Records from a collection:
*-*-*

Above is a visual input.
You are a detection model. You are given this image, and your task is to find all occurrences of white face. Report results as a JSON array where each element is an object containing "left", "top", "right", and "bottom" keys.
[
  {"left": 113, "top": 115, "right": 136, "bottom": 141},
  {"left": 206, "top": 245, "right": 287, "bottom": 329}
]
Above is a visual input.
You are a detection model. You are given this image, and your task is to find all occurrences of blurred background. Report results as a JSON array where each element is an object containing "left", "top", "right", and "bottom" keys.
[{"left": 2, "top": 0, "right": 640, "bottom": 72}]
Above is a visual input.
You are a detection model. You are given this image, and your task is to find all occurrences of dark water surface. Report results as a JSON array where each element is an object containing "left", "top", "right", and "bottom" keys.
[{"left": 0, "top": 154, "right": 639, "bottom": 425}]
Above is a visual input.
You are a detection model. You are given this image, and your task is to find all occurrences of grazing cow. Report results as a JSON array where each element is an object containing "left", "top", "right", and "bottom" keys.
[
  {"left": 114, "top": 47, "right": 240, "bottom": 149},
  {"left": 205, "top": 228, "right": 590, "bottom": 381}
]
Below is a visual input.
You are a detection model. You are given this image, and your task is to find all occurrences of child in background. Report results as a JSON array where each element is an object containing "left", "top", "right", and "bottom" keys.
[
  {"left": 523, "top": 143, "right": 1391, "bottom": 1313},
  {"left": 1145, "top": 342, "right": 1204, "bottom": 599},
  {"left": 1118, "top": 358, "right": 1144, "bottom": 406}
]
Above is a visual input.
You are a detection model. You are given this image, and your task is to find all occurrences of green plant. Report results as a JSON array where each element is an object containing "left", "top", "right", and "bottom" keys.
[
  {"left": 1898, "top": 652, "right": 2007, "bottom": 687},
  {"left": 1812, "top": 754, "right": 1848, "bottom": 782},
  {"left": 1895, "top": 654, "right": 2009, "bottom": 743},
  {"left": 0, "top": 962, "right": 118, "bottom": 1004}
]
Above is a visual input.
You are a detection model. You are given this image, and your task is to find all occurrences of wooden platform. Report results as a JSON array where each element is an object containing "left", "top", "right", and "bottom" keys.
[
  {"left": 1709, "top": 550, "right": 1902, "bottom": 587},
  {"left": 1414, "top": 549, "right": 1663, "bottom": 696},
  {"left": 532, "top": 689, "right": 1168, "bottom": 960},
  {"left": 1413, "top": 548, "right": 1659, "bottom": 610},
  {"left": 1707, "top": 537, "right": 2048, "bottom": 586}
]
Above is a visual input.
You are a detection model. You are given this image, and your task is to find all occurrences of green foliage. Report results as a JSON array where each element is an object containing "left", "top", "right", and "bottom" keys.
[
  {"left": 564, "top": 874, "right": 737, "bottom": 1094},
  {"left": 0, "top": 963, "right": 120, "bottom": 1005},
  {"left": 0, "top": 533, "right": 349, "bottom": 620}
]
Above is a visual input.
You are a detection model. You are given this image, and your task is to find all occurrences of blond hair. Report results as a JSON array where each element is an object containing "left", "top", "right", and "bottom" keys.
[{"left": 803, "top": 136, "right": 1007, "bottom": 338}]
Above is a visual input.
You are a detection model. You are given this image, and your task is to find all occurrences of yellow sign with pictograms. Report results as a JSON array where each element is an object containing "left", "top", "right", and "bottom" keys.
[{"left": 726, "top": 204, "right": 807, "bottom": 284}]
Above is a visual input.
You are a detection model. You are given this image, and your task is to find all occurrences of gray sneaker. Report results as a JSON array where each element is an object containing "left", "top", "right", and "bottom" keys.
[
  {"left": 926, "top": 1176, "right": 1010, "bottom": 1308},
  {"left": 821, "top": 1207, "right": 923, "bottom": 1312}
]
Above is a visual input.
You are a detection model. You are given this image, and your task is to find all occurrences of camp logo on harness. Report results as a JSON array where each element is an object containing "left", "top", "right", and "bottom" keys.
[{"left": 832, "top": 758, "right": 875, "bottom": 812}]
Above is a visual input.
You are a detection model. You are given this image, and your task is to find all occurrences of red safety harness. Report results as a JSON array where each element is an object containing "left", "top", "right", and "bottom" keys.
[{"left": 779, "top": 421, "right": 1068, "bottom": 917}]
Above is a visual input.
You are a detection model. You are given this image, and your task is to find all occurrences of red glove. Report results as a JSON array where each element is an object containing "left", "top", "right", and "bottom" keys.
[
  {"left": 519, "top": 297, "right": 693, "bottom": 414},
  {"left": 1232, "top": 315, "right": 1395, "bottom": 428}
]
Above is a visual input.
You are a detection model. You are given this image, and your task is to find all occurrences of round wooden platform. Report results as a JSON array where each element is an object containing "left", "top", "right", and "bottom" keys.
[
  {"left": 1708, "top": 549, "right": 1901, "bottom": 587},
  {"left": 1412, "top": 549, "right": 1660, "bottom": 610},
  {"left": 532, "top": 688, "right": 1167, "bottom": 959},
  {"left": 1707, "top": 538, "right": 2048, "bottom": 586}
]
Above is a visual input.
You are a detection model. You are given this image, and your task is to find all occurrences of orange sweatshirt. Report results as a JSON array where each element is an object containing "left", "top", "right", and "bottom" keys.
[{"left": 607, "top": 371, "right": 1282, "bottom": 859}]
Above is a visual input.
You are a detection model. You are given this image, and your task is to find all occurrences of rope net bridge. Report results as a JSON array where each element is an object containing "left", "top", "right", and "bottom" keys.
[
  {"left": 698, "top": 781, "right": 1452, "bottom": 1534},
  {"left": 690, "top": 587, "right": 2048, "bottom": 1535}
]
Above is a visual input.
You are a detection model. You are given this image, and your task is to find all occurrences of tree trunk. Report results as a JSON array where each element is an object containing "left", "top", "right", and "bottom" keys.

*-*-*

* TASK OBJECTIVE *
Return all of the entries above exactly as they stand.

* THE ANSWER *
Above is a visual input.
You are a detection model. You are given this image, and your task is to find all occurrences of white face. Report results as a JSON array where each element is an object containing "left", "top", "right", and "bottom" keys.
[
  {"left": 113, "top": 115, "right": 136, "bottom": 141},
  {"left": 206, "top": 245, "right": 287, "bottom": 329}
]
Above is a visual input.
You are a detection model. You are given this image, and your task is to find all occurrences of blurred background. Report results as a JSON array where each element is an object containing "left", "top", "right", and "bottom" keys.
[{"left": 2, "top": 0, "right": 640, "bottom": 72}]
Above is a visual input.
You are a detection model. You are given this image, and your task is to find all occurrences of dark water surface. Report results as a JSON array where each element is an object containing "left", "top", "right", and "bottom" keys.
[{"left": 0, "top": 154, "right": 639, "bottom": 425}]
Above is a visual input.
You are a detection model. You are given this image, and your task is to find all occurrences of grazing cow. Report results as a JSON array where each element is an object containing "left", "top", "right", and "bottom" keys.
[
  {"left": 114, "top": 47, "right": 240, "bottom": 149},
  {"left": 205, "top": 228, "right": 590, "bottom": 381}
]
Below is a visual input.
You are a detection model. You are given this image, and your task is to find all occurrences of child in background. Report results as a JSON array where each element is an object containing "left", "top", "right", and "bottom" keys.
[
  {"left": 523, "top": 143, "right": 1391, "bottom": 1313},
  {"left": 1145, "top": 342, "right": 1204, "bottom": 599},
  {"left": 1118, "top": 358, "right": 1144, "bottom": 406}
]
Above is a visual input.
You are a detection model. You are given this image, and your task is to find all occurrences of green plant. Report results as a JSON array where each element is an object containing "left", "top", "right", and "bottom" keys.
[
  {"left": 1898, "top": 652, "right": 2007, "bottom": 687},
  {"left": 1812, "top": 754, "right": 1848, "bottom": 782},
  {"left": 1895, "top": 654, "right": 2009, "bottom": 743},
  {"left": 0, "top": 962, "right": 118, "bottom": 1004}
]
Above is a visual input.
You are a detection model. You are given this image, and your task is to find all occurrences of wooden platform. Report results as a JSON array where each element is an object containing "left", "top", "right", and "bottom" keys.
[
  {"left": 1709, "top": 550, "right": 1902, "bottom": 587},
  {"left": 1414, "top": 549, "right": 1663, "bottom": 696},
  {"left": 532, "top": 689, "right": 1168, "bottom": 960},
  {"left": 1413, "top": 548, "right": 1659, "bottom": 610},
  {"left": 1707, "top": 537, "right": 2048, "bottom": 586}
]
Above is a visual input.
You are a detection model. You are given this image, and your task is to find all occurrences of green foliage. Report results as a JSON array where each element is an object containing "left", "top", "right", and "bottom" keys.
[
  {"left": 564, "top": 874, "right": 737, "bottom": 1094},
  {"left": 0, "top": 963, "right": 120, "bottom": 1005},
  {"left": 0, "top": 533, "right": 349, "bottom": 620}
]
Above is a visual input.
You are a detection model. You are given this image, and your task is to find all occurrences of blond hair. Report results as a JSON array where each element is an object containing "left", "top", "right", and "bottom" keys.
[{"left": 803, "top": 136, "right": 1007, "bottom": 338}]
Above is a visual input.
You are a detection model. You are given this image, and your task is to find all occurrences of yellow sign with pictograms. Report results as a JSON array where each element is an object containing "left", "top", "right", and "bottom" keys.
[{"left": 726, "top": 204, "right": 807, "bottom": 284}]
Above is a visual input.
You are a detection model. You are given this image, and your task is to find all occurrences of gray sneaker. Report results as a JSON array where each element is an object containing "left", "top", "right", and "bottom" keys.
[
  {"left": 926, "top": 1176, "right": 1010, "bottom": 1308},
  {"left": 821, "top": 1207, "right": 923, "bottom": 1312}
]
Above is a visual input.
You are a detection model. You are given this image, and your task is to find all occurrences of camp logo on harness. Report results as a JSON array where each element is an object containing "left", "top", "right", and "bottom" keys.
[{"left": 832, "top": 758, "right": 875, "bottom": 812}]
Above is a visual input.
You are a detection model. You are given this image, and your task is to find all occurrences of red safety harness. Report results as a JSON array where each element is an object containing "left", "top", "right", and "bottom" keys.
[{"left": 779, "top": 421, "right": 1068, "bottom": 917}]
Above is a visual input.
You are a detection model. You are given this image, and your task is to find all occurrences of red glove. Report results as a JSON array where each element is an object containing "left", "top", "right", and "bottom" keys.
[
  {"left": 519, "top": 297, "right": 693, "bottom": 414},
  {"left": 1232, "top": 315, "right": 1395, "bottom": 428}
]
Above is a visual input.
You are a detection model. You are given this image, and your task is to find all occurrences of round wooden platform. Report results as a JSON array where each element is an object containing "left", "top", "right", and "bottom" keys.
[
  {"left": 1708, "top": 549, "right": 1901, "bottom": 587},
  {"left": 1412, "top": 549, "right": 1660, "bottom": 610},
  {"left": 532, "top": 688, "right": 1167, "bottom": 959},
  {"left": 1707, "top": 538, "right": 2048, "bottom": 586}
]
Above is a visual input.
You are a detection model. You are given this image, and your task is to find all occurrences of orange sweatshirt. Report results as a JSON array where each element is an object containing "left", "top", "right", and "bottom" keys.
[{"left": 607, "top": 371, "right": 1282, "bottom": 859}]
Above is a visual input.
You are a detection model. You are given this image, and your task is to find all occurrences of rope net bridge. Report results as a JSON array where each element is an object containing "left", "top", "right", and "bottom" keys.
[
  {"left": 698, "top": 781, "right": 1452, "bottom": 1534},
  {"left": 690, "top": 587, "right": 2048, "bottom": 1535}
]
Above is a visual input.
You are a detection model. You are given this image, and your task is to find all occurrences of tree trunk. Report results as a JSON array where each element is an object containing "left", "top", "right", and "bottom" keys.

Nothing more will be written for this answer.